• [Aim of the task]:
Which rows contain the word "mounted"? Select each of them and copy it out in full.

• [Provided entries]:
◇ ◇ ◇

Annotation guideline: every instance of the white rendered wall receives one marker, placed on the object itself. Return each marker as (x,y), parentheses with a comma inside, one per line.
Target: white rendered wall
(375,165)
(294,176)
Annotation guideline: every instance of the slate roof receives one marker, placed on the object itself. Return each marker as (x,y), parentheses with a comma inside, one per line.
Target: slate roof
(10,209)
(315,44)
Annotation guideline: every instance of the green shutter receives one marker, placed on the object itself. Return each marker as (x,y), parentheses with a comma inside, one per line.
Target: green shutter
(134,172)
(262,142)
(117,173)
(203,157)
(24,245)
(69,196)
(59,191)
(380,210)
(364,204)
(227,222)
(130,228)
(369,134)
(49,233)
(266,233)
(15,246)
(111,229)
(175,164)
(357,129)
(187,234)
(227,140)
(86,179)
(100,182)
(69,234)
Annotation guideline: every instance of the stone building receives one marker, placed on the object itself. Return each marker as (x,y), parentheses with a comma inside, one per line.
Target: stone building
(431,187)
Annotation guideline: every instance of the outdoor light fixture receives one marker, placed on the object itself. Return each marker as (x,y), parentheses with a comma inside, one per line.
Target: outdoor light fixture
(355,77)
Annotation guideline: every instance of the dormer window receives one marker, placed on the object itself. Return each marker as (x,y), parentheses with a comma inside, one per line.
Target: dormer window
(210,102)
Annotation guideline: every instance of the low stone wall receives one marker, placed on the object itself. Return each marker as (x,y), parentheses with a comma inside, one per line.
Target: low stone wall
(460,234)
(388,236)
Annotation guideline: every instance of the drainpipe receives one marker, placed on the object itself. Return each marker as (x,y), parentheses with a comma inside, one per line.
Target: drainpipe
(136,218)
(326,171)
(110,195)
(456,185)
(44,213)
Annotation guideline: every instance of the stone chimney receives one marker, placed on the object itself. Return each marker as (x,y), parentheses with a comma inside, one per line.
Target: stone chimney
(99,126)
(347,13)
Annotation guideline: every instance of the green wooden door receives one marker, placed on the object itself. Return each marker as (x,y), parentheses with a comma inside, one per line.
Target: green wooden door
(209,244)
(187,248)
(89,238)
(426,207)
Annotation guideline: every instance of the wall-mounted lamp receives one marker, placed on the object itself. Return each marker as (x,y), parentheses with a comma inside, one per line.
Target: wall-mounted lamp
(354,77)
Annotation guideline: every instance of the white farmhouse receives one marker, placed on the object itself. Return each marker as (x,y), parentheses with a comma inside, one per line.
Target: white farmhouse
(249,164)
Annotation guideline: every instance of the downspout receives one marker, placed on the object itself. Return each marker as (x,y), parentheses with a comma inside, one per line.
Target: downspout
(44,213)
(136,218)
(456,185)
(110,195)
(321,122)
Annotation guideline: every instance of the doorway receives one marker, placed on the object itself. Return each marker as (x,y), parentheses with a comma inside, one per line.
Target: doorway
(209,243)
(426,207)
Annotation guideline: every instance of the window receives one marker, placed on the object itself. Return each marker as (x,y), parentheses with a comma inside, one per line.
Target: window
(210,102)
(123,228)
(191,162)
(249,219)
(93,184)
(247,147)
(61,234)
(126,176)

◇ ◇ ◇

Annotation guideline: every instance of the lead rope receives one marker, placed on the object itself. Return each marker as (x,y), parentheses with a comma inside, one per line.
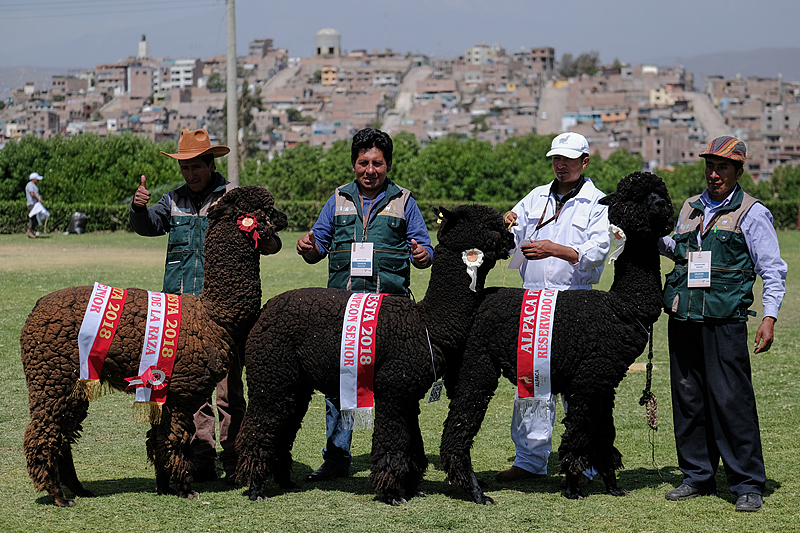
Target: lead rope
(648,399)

◇ ◇ ◇

• [Exercise answer]:
Annotation guideline: every instance of the wall-mounted lamp receives one marker, placed on the object itself. Return each marker as (x,y), parentheses with a comma inside, one per line.
Target: wall-mounted lamp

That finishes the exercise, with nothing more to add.